■ DOCUMENT TEXT
--- begin ---

# Does McCurley's car rental on Grand Cayman have a web site?



## shmoore

We are going to Grand Cayman for three weeks in May. I am searching for the lowest possible price for car rentals. I have read on TUG that a lot of people like McCurley's but I can't find them on the web.

Thanks


----------



## mmeyer

*Grand Cayman Car Rental*

McCurley's does not have a web page.  Their number is 345-947-9626.  They will pick you up at the airport and have a car waiting for you at your resort you are staying in.  They also stop for a few groceries if you want.  This is a great way to go if you are not familiar with the island and are staying somewhere far from the airport.

You can also get a good deal with Andy's Rent A Car.  They can be found at www.carrentalexpress.com.  You pick the car up across from airport (within walking distance).

Good luck and have a great vacation.  May is my favorite time of year there.


----------



## caribbeansun

No web site, no email.  Please post what kind of rate you get as I'm there for 3 weeks right around the same time.  I'm seeing $533 for a mid-size through Andy's.

McCurley's Tours:
345-947-9626 Home
345-916-0925 Cell
345-916-0640 Cell
PO Box 150 North Side Post Office
Grand Cayman
British West Indies


----------



## Conan

caribbeansun said:
			
		

> Please post what kind of rate you get as I'm there for 3 weeks right around the same time.  I'm seeing $533 for a mid-size through Andy's



Is that a 3-week rental?  I'm paying McCurley's $275 for 1 week in March.  Is that too much?

--- end ---

■ PROBLEM 1
In the car rental thread, how much is Conan paying McCurley's for one week in March?
■ PROBLEM 2
List each distinct phone number that appears in the car rental thread.
■ PROBLEM 3
Extend the car rental thread with the next post, picking up after its final message.

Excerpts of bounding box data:
--- begin ---

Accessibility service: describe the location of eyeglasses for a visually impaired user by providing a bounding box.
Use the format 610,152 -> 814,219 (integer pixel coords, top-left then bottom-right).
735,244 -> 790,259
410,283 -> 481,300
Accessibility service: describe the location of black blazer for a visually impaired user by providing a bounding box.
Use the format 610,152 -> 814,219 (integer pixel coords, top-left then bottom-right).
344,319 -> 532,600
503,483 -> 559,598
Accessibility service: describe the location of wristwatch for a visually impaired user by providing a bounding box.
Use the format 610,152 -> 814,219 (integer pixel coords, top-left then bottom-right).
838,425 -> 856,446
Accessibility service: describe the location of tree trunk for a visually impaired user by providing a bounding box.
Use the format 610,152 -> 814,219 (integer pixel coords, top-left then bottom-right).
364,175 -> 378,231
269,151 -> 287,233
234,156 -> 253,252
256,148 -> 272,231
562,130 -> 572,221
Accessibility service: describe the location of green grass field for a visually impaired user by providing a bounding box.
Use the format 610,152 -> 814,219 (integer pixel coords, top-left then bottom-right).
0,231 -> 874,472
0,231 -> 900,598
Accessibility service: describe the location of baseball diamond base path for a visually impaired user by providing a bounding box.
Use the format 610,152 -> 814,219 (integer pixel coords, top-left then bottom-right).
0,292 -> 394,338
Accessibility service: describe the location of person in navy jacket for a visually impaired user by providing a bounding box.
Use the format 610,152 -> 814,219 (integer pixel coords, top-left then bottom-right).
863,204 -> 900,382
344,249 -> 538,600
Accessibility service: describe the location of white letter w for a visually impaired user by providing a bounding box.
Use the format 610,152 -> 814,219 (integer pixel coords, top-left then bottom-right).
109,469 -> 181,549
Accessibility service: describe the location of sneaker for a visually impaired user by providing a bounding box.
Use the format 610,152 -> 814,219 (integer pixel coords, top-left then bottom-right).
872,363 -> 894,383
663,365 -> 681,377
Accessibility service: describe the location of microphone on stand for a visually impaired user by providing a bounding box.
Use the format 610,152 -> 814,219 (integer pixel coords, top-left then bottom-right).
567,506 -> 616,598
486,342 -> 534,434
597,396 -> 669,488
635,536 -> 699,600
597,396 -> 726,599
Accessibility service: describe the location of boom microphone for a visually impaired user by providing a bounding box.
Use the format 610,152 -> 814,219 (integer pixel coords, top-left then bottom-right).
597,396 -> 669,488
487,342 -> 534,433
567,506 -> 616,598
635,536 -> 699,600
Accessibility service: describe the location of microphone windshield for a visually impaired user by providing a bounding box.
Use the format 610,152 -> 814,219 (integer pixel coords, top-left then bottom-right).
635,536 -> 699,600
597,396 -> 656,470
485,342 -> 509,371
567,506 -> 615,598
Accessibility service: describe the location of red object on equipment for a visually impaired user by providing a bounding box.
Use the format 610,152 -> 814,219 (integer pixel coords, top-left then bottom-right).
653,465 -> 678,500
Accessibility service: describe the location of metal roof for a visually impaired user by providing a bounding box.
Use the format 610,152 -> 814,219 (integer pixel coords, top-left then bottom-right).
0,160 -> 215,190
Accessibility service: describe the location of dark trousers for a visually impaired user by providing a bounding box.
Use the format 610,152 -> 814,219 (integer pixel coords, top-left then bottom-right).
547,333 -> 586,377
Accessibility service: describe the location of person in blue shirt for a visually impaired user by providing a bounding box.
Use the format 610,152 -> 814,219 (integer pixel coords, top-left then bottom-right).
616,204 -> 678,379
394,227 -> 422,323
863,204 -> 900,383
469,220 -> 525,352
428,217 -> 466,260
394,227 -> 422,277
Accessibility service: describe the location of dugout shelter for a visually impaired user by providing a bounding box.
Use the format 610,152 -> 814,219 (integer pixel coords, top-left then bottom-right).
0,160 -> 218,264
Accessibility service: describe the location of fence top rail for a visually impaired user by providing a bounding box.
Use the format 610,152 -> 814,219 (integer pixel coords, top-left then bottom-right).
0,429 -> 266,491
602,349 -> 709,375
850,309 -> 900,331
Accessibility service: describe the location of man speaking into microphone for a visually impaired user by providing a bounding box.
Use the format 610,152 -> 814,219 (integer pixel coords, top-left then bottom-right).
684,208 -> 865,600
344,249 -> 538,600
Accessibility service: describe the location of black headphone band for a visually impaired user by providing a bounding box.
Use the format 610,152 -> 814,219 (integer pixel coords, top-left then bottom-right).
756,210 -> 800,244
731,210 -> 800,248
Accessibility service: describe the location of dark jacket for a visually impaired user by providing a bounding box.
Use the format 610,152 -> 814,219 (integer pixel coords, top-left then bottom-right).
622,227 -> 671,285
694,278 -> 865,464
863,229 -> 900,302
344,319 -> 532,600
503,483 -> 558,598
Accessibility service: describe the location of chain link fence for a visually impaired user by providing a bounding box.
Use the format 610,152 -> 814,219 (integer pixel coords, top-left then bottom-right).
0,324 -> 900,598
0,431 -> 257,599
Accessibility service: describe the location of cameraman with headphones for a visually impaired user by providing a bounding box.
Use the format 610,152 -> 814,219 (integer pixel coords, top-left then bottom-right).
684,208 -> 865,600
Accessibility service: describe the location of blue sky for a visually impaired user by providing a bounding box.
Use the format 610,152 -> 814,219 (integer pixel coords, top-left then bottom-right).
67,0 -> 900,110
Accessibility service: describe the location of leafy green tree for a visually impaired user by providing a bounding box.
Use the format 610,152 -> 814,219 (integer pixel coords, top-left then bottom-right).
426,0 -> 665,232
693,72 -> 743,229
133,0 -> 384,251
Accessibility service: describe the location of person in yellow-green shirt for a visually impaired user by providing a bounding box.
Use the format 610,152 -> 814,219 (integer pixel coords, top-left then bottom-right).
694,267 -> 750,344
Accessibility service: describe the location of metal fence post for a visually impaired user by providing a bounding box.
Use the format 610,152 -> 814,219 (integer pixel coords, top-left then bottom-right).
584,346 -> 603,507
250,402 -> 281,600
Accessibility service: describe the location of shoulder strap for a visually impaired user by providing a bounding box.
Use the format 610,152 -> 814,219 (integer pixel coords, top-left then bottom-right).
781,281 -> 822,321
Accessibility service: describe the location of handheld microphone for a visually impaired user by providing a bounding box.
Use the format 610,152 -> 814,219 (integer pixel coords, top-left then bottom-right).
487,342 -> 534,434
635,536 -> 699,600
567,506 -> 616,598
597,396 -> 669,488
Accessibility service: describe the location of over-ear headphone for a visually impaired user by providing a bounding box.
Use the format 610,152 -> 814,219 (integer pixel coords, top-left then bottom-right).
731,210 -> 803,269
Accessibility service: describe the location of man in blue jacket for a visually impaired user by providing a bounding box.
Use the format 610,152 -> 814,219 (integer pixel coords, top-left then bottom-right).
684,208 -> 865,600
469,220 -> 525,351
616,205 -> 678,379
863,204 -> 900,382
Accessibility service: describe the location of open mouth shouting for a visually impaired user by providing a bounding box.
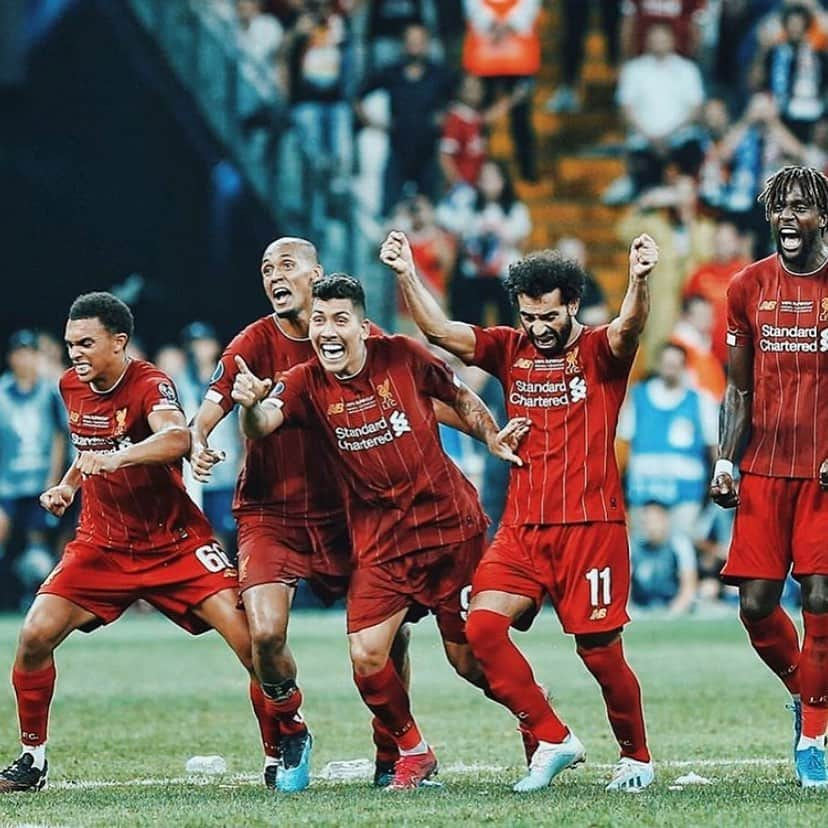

--- end ---

■ RIGHT ANSWER 1
$275

■ RIGHT ANSWER 2
345-947-9626, 345-916-0925, 345-916-0640

■ RIGHT ANSWER 3
----------



## caribbeansun

Yes, that's a three week rental in low season.  You would pay more because it's high season.  McCurley's jumped their rates after Ivan from $200 to $250 per week on low season rentals - I had expected them to drop the rates back a bit but I guess not.

Andy's rate in March is $283 for a week.


----------



## ralphd

The below website has links or telephone numbers for all the car rental companies. Most have discounts either for staying at Morritt's or for RCI.
Make sure you ask about current deals if you don't see them on the website.

Andy's, Avis and McCurley's generally have good reputations. 


'   http://www.gotocayman.com/gcmbusa.htm#CAR   '

another

'   http://www.caymanislandsyp.com/ListBossPage.html   '

look under automobile rental.

McCurley's - call the above number. Either B.A. or McCurley Greene will answer. The home number has an answering machine.


----------



## shmoore

When I checked Andy's it was $855 for 20 days in May with liability.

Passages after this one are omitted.